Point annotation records
>> START
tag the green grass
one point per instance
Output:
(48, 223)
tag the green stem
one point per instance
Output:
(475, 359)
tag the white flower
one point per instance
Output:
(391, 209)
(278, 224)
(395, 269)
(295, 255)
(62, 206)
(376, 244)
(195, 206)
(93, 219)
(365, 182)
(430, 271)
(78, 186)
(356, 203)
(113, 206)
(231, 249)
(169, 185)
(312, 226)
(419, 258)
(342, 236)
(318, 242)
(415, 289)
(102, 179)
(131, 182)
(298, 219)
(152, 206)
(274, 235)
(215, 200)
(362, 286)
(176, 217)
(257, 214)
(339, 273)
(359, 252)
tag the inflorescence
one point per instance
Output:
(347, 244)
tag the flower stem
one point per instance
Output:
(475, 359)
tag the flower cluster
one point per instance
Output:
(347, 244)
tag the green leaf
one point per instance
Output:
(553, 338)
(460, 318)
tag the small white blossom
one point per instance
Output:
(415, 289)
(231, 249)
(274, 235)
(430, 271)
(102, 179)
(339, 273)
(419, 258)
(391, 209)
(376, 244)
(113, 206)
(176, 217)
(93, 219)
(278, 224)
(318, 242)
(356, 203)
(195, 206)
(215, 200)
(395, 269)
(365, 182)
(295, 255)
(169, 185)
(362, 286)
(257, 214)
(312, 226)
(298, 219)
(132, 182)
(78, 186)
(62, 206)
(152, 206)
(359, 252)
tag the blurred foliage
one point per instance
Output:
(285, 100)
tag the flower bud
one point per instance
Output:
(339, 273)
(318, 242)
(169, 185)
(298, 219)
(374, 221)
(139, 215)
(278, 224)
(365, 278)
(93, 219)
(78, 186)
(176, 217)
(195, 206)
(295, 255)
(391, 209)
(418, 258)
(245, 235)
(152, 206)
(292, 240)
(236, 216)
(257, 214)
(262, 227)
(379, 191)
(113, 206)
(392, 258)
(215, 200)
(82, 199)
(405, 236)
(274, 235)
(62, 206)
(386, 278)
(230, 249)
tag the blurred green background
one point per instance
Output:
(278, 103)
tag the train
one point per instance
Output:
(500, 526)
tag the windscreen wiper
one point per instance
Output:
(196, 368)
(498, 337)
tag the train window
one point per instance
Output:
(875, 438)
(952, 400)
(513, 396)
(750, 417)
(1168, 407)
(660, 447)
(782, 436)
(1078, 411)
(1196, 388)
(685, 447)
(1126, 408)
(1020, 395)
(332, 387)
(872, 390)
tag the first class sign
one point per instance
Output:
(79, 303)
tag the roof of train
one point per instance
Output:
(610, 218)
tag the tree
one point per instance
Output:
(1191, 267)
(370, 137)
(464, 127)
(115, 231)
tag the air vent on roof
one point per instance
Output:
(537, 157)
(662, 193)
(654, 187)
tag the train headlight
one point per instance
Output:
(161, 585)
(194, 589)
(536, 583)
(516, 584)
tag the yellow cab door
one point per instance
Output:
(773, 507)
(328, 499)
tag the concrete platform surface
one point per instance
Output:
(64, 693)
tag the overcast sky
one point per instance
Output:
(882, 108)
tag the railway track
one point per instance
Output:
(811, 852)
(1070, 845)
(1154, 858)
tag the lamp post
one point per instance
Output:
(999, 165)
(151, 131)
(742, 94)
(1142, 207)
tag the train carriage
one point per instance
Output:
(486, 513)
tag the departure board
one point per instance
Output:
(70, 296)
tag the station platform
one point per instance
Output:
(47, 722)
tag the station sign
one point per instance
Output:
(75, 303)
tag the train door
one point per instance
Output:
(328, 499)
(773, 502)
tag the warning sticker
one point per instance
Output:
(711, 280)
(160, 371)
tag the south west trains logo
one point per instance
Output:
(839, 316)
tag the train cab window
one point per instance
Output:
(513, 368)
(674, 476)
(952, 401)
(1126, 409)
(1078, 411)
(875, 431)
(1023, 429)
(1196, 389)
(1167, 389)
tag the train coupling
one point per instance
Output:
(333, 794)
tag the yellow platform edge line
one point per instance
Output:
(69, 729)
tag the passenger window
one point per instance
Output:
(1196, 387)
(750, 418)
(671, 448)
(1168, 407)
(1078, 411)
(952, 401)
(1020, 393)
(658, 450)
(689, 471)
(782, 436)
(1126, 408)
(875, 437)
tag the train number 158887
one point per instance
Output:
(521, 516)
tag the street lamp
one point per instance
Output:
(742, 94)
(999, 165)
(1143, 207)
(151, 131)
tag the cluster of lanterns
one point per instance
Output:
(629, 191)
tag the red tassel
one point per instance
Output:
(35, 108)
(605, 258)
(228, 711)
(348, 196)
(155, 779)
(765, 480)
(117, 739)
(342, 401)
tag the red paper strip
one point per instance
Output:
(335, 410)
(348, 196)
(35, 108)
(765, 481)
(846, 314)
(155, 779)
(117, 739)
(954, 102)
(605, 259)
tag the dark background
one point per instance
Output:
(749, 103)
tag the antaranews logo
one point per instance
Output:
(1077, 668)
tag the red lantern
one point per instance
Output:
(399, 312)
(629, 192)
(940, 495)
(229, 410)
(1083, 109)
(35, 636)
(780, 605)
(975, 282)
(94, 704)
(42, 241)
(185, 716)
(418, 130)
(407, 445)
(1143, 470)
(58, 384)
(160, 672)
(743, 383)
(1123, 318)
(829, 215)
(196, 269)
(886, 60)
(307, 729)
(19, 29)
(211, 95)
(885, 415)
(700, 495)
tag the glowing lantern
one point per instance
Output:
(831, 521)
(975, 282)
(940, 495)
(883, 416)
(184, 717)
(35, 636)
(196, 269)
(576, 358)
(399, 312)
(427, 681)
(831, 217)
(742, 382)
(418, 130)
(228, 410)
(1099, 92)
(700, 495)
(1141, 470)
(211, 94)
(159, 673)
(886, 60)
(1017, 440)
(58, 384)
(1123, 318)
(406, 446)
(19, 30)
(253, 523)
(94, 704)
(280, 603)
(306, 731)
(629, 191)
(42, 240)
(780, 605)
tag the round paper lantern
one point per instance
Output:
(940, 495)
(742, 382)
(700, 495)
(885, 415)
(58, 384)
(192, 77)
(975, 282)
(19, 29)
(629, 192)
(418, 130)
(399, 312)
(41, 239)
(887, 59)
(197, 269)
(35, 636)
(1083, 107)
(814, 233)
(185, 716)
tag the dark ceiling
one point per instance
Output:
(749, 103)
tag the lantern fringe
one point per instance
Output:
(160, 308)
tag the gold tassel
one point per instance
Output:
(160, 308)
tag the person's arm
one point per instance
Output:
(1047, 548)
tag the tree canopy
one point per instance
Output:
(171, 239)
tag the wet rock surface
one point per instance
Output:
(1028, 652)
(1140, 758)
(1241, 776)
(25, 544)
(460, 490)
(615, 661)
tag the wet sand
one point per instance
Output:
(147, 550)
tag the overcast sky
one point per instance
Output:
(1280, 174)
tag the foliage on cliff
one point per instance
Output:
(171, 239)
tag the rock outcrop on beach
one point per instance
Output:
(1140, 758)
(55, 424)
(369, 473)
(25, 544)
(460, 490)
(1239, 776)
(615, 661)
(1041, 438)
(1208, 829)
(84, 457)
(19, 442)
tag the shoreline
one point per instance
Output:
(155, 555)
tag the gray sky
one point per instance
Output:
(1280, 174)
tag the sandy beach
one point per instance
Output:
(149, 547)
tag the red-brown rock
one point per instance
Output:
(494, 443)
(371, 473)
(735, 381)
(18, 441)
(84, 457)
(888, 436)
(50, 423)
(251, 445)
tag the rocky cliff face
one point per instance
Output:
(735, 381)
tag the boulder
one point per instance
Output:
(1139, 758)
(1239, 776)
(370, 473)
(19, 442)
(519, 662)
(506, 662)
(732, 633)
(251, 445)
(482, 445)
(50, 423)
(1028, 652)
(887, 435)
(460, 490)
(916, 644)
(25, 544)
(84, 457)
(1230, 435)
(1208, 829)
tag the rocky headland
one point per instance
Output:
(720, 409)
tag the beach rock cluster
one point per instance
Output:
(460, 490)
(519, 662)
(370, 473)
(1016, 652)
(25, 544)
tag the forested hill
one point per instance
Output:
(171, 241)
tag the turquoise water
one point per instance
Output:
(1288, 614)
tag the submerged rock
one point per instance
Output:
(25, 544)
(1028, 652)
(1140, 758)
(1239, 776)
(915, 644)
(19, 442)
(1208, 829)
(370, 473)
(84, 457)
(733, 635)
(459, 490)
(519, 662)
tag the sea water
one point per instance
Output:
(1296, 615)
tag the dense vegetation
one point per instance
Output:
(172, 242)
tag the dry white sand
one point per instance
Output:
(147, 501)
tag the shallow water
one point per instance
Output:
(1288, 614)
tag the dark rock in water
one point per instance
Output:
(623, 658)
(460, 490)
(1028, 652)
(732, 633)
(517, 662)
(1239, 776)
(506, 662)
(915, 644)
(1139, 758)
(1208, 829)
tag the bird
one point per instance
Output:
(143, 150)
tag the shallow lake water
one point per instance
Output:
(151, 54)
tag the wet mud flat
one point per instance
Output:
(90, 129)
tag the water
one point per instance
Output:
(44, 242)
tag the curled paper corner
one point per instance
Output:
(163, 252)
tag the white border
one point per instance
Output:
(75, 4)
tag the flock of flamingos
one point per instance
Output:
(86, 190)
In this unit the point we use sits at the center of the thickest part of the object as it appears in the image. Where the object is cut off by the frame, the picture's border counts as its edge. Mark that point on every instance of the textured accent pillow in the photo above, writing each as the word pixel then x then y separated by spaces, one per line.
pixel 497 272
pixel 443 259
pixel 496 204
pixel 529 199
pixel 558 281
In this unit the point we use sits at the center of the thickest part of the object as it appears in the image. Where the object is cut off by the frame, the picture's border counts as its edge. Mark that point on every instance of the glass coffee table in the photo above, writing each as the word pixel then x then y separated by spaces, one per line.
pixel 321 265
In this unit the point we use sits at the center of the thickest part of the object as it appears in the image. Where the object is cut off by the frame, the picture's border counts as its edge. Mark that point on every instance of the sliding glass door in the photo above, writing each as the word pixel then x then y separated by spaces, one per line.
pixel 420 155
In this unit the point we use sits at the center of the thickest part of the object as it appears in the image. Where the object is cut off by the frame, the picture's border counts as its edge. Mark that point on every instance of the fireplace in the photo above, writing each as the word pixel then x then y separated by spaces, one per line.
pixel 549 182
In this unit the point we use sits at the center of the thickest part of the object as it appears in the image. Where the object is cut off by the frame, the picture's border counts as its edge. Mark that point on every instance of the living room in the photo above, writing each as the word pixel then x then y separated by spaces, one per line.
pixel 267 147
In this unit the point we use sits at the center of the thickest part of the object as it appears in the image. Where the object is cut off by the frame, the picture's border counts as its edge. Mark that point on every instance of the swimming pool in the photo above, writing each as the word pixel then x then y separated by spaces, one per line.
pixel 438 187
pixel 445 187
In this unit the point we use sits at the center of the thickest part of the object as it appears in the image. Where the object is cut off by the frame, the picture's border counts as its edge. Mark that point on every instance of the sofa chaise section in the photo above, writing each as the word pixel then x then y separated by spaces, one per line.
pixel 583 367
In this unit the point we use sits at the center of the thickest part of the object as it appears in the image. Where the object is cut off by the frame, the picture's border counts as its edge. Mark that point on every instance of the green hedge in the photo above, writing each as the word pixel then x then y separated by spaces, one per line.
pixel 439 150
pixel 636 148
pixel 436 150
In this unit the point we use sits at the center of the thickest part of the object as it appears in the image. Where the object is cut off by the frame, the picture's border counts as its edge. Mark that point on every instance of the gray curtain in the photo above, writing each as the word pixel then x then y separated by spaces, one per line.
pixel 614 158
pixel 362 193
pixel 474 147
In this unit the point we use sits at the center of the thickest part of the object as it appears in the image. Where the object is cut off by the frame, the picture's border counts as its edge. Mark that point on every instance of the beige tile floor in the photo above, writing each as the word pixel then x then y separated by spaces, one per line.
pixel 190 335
>> END
**Exercise brief**. Look above for the line containing "of the swimming", then transcribe it and all lines after it through the last, exactly and with nothing else.

**Output below**.
In this unit the point we use sits at the center of the thickest part of the object as it appears in the image. Where the object is cut off by the frame, the picture's border counts as its edge. Mark that point on every instance of the swimming pool in the photo above, writing each as the word pixel then x then y separated by spaces, one per line.
pixel 438 187
pixel 445 187
In this unit the point we use sits at the center of the thickest part of the object as it appears in the image. Where the object is cut off by the frame, the picture's border counts as its edge. Mark that point on every instance of the sofa chaise section in the photo above, writing each as the word pixel then x then y separated by spaces, one per line.
pixel 583 367
In this unit the point we use sits at the center of the thickest part of the object as it appears in the image. Where the object is cut off by the frame, the picture's border counts as its edge. Mark that point on every instance of the green hedge in the photo above, writing each as the word pixel then x then y separated by spaces, one per line.
pixel 439 150
pixel 636 148
pixel 436 150
In this unit the point we use sits at the center of the thickest part of the object as it appears in the image. Where the object is cut off by the frame, the picture's border counts as its edge. Mark that point on every instance of the gray curtain in the photo above, writing each as the word pixel then x then y separated by spaces, one per line.
pixel 614 158
pixel 362 193
pixel 474 147
In this unit the point we use sits at the center of the thickest part of the object as it appears in the image. Where the object is cut off by the frame, the picture's border counts as its edge. Mark that point on every instance of the beige tile floor in the photo above, writing each as the word pixel then x then y separated by spaces, one per line.
pixel 190 335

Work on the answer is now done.